Half and Half make one Half Full – Let the Knights Joust.

In response to The Daily Post’s writing prompt: “Half and Half.”

Where there’s black, there’s always some white; when there’s dark, there’s a possibility of light;
You may have to look for them, but in a world full of wrong, there are always things that are right.

This world is half-and-half, and until I saw this prompt, I didn’t realize that a lot of my illustrations are half-and-half too. One of these half-and-half illustrations is a two-page spread for the Talk Business and Politics magazine that has Mike Ross and Asa Hutchinson jousting to become the Governor of Arkansas.

Half and Half - Daily Prompt - Mike Ross and Asa Hutchinson Jousting for Arkansas Governor.

Left Half: Mike Ross (Democrat)
Right Half: Asa Hutchinson (Republican)

This image and the prompt together make me wonder:

These two valorous knights galloping towards each other with their lances targeting the other’s chest, hoping to throw the other off his stead, are the reason why this scene exists. The State Capitol building is essential to the scene because forms the quest, but why is the crowd there? The crowd is there because of the two knights. It is there to watch them joust.

And this makes me ask questions, that I admit, are totally unexpected of the happy-go-lucky right-brained arty-kinds.

  1. Why do we like to see fights? Why, we even make animals fight one another, and wager bets?

────────────────

--- Required work ---
**A.** According to the jousting post, which magazine was the two-page spread made for?
**B.** Write the next part of the jousting post, starting after its last line.

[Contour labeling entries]
────────────────

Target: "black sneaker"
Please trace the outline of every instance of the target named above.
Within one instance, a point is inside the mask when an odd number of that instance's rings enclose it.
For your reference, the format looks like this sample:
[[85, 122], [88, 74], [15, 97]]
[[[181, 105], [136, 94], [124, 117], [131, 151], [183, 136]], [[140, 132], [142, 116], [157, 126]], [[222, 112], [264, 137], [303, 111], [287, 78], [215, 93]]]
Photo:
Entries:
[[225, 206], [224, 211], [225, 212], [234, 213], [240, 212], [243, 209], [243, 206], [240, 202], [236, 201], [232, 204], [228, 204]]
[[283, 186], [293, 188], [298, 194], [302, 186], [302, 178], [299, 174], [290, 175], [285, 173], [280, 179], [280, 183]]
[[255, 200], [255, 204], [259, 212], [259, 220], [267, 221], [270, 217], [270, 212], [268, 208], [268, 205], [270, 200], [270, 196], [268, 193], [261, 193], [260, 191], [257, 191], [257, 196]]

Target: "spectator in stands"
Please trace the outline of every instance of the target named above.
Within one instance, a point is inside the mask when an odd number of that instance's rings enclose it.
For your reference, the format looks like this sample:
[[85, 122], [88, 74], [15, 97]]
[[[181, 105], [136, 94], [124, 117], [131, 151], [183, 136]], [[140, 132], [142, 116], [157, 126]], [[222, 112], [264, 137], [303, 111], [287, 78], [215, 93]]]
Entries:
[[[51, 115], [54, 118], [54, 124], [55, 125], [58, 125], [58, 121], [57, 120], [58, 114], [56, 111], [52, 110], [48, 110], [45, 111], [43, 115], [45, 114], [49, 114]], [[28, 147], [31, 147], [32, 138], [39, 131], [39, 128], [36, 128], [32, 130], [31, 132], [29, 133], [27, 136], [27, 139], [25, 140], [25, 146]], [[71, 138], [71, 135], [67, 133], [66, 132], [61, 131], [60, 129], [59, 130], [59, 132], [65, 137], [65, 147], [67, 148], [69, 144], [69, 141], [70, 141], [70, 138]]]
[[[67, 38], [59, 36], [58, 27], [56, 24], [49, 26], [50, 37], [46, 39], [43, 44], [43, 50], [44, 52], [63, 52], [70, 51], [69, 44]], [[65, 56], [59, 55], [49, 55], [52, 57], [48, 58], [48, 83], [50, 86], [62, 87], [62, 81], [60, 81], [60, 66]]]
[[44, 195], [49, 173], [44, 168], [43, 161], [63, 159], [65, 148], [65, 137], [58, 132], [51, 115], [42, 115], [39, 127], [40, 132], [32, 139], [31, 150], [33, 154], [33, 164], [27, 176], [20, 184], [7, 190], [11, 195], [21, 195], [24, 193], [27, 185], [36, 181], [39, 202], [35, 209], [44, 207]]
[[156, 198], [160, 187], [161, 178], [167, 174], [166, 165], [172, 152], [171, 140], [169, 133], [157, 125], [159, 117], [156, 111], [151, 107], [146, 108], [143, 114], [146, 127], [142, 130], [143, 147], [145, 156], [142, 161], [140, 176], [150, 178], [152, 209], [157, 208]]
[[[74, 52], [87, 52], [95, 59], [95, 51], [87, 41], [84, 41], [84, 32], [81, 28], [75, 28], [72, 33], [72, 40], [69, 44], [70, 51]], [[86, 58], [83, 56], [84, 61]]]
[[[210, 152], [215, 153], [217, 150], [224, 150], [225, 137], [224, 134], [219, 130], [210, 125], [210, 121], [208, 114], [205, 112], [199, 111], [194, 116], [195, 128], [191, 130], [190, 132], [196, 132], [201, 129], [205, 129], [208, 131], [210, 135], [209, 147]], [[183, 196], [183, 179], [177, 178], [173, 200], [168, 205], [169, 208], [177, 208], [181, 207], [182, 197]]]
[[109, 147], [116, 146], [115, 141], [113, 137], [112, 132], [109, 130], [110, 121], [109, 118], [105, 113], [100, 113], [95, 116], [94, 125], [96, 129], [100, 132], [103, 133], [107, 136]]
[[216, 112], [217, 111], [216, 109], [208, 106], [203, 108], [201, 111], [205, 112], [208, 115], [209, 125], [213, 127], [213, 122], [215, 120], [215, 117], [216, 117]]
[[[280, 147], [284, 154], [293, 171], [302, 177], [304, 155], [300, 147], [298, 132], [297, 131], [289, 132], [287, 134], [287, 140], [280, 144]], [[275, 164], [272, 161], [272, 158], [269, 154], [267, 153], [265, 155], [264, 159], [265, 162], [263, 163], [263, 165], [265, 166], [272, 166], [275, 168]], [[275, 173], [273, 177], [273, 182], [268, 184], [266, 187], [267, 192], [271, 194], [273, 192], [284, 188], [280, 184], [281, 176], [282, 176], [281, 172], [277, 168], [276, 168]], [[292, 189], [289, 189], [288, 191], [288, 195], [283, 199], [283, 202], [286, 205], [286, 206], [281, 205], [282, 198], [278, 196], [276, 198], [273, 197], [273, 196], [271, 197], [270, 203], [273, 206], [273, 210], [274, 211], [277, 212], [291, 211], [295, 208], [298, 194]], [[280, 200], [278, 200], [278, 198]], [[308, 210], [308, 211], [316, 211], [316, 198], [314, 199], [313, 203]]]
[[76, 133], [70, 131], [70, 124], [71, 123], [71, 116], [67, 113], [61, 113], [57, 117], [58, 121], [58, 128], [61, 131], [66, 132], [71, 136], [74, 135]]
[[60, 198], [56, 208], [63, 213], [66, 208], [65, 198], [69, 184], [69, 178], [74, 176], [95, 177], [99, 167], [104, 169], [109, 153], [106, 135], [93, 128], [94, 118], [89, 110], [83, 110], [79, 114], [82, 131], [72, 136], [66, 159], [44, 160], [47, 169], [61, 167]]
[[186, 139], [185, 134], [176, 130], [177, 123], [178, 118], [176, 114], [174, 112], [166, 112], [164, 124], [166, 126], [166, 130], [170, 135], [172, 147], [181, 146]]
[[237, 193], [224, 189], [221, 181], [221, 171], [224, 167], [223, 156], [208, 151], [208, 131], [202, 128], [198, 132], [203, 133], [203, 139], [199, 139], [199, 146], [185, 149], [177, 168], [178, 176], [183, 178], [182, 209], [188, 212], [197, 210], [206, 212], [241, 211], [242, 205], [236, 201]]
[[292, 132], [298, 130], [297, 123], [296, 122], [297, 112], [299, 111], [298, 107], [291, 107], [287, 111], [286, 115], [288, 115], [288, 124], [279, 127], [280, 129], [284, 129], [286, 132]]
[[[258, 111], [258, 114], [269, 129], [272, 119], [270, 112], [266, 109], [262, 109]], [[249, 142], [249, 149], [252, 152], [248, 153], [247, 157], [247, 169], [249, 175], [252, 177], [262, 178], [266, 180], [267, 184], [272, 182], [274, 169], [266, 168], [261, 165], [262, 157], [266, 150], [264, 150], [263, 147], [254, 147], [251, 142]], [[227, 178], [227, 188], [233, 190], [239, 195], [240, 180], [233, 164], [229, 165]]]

────────────────

--- Results by task ---
**A.** The Talk Business and Politics magazine.

**B.**
  2. Why on one hand we cheer the winners and on the other, root for the underdog?
  3. What kind of thrill we get from seeing people spill blood or even kill one another?
  4. And if we don’t, if we have actually arrived at point in human history where our senses have become more refined and our battles are now fought with arguments, votes, and referendums, why still wars continue to rage through out the world?

I think there aren’t any answers to these questions, but we have opinions – and our opinions matter. They matter with all two warring-halves of the world – from the smallest halves to the biggest halves. Our opinions matter when we can influence the two halves and help them stand on the same side of the picture so we can help them become one. Our opinions also matter in bigger issues too as we can influence the course of history by voting the right decision-makers to the top-office of our country.

Until that happens, let the knights joust and the pugilists box.